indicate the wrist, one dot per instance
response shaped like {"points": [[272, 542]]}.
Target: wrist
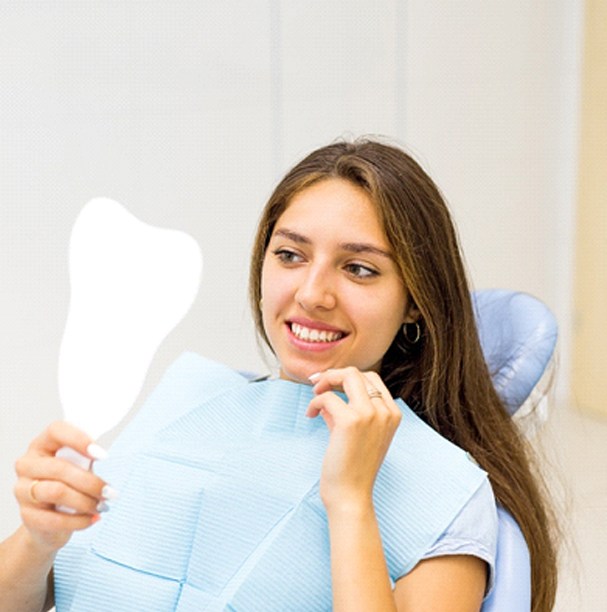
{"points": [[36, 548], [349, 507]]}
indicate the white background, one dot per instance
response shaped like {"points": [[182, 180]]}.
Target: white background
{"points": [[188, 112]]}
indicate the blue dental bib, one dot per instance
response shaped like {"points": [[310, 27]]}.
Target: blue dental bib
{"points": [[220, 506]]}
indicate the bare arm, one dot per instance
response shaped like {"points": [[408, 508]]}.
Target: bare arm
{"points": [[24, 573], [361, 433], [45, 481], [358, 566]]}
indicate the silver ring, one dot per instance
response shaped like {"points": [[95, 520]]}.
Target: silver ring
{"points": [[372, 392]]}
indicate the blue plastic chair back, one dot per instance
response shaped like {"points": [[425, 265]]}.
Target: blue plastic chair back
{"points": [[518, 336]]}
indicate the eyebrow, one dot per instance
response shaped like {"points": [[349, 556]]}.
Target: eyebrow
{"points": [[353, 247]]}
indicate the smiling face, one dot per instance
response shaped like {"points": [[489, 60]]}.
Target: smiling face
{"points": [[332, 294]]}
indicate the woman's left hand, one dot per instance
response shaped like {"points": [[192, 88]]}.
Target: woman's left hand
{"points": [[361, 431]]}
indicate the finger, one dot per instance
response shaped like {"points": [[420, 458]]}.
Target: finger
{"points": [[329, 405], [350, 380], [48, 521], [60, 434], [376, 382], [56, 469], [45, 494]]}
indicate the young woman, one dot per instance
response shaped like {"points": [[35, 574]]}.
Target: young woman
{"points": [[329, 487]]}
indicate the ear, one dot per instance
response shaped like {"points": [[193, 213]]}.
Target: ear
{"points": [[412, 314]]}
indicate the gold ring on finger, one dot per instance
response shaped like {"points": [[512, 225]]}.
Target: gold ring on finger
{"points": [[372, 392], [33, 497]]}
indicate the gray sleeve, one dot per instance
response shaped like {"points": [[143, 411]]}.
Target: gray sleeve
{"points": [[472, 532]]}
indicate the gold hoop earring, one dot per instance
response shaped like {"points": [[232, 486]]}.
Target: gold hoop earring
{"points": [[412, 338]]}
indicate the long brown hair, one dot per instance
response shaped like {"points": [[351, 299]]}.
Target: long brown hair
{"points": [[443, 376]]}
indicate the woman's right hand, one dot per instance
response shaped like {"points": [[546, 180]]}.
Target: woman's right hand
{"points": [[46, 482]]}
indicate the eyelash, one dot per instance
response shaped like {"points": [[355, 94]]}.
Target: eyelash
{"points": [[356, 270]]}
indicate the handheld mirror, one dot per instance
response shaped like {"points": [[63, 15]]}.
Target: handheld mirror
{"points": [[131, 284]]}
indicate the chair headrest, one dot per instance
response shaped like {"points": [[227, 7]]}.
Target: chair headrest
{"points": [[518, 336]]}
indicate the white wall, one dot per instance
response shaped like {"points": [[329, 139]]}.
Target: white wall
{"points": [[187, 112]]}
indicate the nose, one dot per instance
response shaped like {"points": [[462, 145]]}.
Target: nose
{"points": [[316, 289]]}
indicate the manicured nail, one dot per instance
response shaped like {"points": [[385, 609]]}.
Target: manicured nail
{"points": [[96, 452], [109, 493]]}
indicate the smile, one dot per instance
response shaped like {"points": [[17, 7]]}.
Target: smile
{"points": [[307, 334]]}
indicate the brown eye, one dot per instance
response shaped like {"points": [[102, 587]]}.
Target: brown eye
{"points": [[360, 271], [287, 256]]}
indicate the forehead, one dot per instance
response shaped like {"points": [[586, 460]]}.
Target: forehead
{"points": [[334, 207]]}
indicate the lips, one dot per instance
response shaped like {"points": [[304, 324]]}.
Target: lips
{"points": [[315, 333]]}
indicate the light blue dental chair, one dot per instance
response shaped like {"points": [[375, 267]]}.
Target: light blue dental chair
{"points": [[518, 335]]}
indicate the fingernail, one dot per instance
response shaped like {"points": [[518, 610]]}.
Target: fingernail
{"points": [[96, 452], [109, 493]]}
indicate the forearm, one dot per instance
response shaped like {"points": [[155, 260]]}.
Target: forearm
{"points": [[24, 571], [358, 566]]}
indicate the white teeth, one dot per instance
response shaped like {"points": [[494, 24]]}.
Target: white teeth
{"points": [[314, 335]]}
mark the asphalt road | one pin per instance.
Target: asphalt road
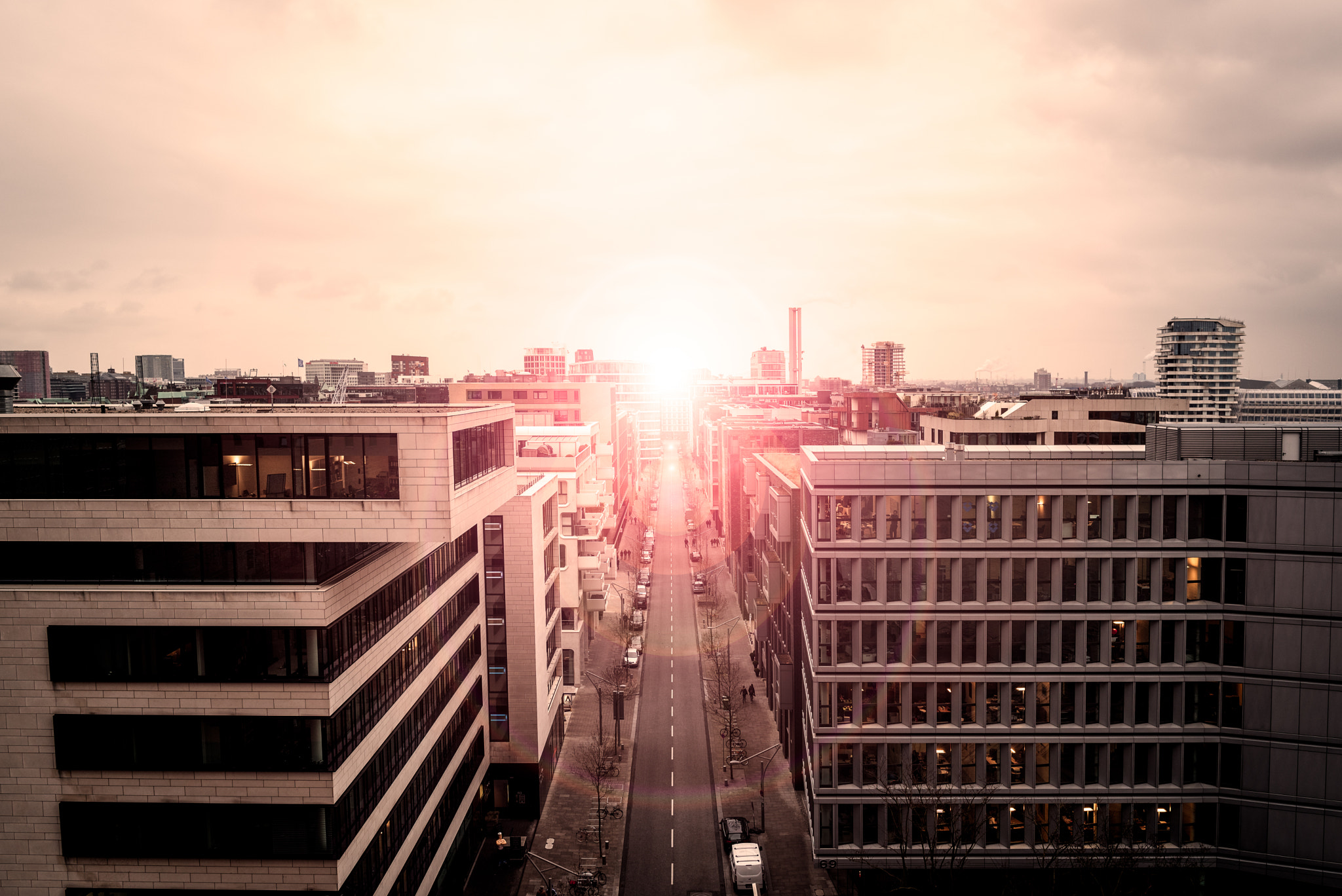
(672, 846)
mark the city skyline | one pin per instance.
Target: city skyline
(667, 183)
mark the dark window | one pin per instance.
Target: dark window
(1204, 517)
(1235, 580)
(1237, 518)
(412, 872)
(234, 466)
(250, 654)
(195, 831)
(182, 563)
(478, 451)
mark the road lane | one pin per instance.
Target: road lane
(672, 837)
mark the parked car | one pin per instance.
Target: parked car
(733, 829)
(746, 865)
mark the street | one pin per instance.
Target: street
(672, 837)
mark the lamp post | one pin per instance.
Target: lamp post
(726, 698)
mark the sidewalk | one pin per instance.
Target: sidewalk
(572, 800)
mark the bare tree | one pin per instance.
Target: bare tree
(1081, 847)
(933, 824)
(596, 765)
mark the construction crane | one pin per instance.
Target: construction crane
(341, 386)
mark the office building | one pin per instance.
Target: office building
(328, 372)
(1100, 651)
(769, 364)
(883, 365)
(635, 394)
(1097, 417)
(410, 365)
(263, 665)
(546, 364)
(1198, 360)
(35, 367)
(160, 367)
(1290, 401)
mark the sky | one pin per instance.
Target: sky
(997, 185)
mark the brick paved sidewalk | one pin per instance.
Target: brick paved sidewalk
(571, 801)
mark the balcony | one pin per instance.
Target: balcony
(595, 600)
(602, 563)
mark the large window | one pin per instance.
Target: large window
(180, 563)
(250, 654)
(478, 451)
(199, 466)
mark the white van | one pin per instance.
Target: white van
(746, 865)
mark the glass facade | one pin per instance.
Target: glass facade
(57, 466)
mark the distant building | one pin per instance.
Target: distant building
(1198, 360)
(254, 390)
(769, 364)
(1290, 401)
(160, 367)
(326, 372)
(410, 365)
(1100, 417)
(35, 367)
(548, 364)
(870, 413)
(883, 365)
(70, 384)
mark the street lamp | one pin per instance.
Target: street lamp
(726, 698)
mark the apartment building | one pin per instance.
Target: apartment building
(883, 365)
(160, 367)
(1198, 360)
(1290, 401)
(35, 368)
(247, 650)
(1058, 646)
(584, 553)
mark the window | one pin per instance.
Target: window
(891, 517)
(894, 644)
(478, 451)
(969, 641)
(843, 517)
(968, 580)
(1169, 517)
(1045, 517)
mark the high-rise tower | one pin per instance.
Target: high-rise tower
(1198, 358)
...
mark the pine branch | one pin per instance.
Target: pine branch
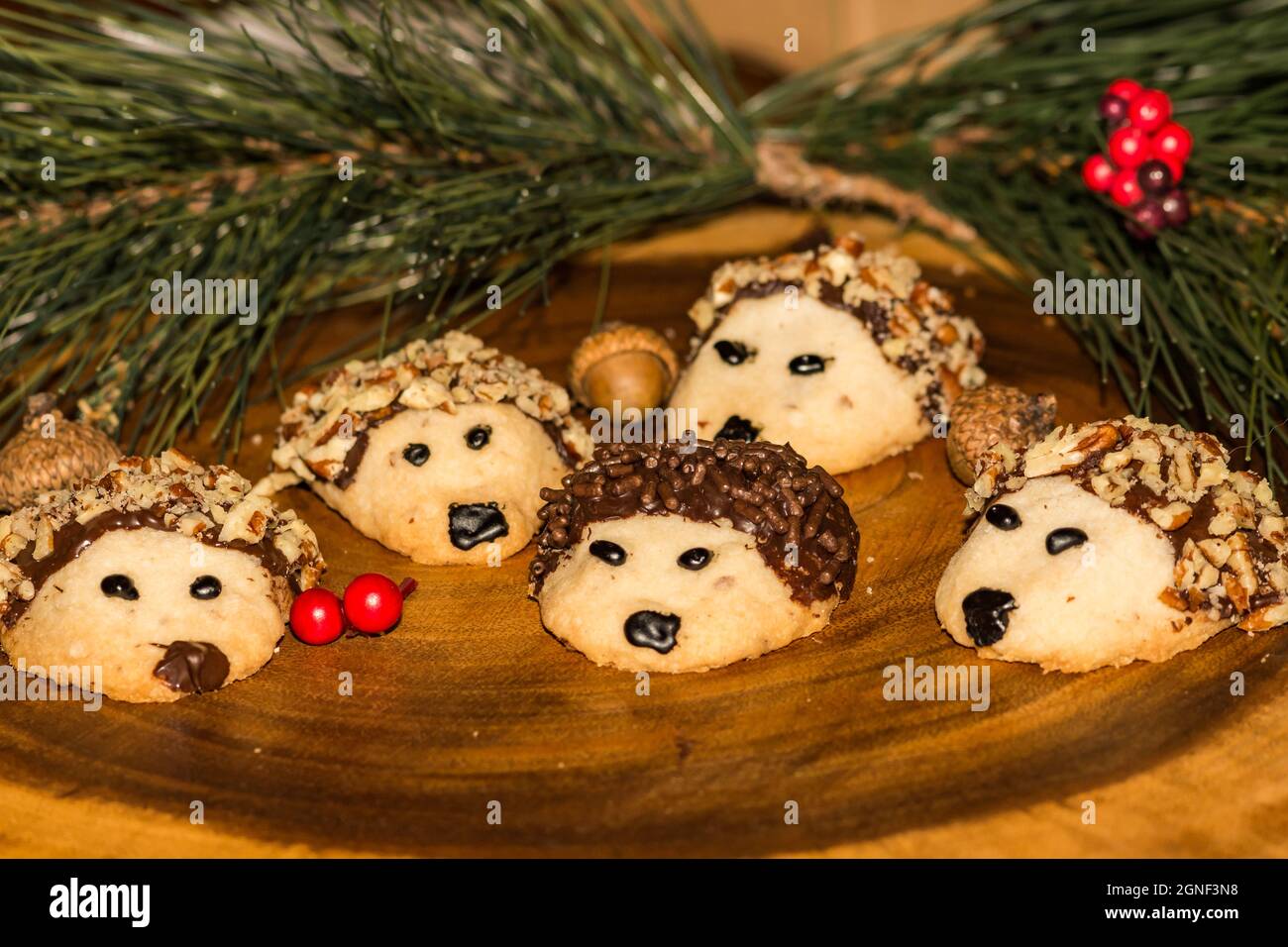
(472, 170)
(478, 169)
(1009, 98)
==
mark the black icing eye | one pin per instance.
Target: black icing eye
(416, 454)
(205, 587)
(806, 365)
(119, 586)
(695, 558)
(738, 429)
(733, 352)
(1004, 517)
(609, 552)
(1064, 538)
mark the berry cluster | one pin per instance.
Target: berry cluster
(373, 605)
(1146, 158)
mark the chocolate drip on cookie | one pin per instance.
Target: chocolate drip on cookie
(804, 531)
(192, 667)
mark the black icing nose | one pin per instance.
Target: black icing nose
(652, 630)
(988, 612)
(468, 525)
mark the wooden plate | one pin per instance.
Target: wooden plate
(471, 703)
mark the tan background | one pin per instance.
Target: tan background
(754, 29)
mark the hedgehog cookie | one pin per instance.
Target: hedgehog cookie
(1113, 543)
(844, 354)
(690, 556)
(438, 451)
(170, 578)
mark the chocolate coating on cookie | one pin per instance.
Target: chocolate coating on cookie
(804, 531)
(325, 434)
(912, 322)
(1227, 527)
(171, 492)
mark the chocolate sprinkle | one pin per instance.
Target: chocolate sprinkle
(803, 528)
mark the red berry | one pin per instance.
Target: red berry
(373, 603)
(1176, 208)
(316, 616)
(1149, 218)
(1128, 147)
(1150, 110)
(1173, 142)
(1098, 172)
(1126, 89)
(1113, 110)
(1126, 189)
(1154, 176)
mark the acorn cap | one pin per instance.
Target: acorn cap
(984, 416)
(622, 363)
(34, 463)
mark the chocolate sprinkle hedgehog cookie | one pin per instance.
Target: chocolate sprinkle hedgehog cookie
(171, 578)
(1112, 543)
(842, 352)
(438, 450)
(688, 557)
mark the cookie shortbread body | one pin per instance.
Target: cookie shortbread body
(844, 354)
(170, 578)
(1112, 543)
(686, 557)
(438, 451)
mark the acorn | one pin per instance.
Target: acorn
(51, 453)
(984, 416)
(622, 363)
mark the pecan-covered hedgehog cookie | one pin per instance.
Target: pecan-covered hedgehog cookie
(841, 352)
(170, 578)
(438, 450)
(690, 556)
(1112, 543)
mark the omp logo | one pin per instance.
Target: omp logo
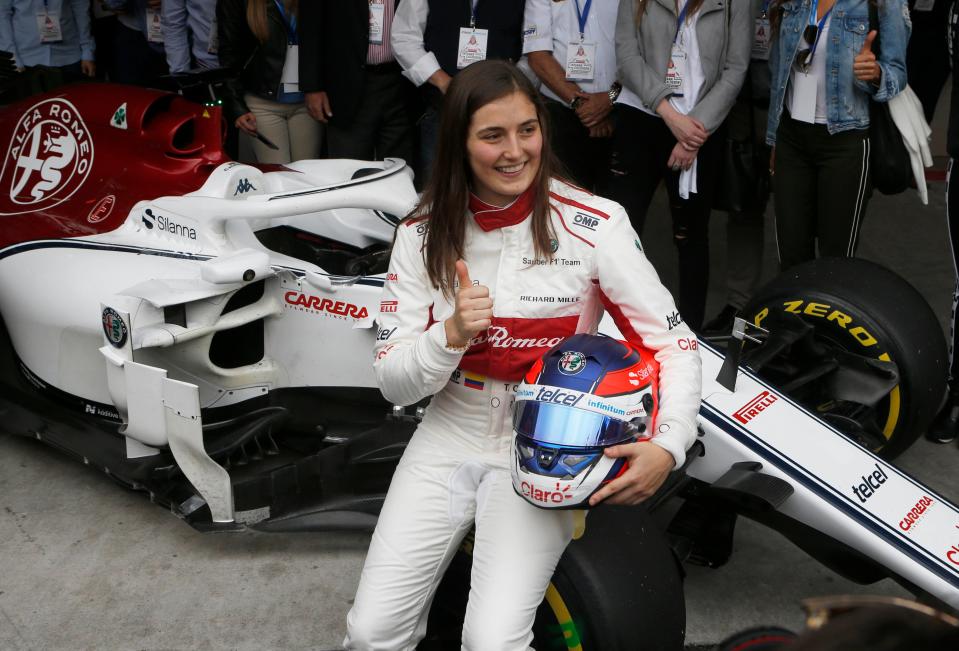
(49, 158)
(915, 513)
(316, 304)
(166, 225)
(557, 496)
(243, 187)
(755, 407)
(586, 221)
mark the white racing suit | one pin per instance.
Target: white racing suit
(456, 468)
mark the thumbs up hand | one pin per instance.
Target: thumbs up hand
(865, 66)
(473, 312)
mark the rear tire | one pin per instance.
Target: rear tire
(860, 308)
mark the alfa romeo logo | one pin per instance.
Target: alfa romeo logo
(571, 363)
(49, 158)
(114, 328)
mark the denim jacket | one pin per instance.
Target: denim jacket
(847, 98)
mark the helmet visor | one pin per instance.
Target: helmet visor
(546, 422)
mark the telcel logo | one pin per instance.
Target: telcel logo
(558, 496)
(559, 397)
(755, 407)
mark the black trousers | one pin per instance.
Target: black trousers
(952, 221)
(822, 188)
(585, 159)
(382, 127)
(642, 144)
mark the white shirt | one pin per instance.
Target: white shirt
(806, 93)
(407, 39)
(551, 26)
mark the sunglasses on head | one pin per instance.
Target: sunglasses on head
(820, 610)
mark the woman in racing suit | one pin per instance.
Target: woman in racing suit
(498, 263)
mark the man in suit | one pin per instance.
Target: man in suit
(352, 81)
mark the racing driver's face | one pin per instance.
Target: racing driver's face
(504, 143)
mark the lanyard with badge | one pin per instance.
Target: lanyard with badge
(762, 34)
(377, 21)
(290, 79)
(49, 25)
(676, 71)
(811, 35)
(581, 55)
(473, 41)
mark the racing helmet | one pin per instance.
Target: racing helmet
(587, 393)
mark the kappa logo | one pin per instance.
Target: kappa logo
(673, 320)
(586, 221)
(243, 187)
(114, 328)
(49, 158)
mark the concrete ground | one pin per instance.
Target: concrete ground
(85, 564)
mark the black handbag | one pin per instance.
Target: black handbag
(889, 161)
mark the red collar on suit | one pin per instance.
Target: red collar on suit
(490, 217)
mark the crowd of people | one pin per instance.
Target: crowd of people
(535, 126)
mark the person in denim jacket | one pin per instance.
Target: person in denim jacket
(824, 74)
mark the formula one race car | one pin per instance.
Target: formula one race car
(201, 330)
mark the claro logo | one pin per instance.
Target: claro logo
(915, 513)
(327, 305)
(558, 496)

Problem statement
Extract every line of the records that contains the word "gray".

Task result
indicate the gray sleeve, one dot per instance
Target: gray sleeve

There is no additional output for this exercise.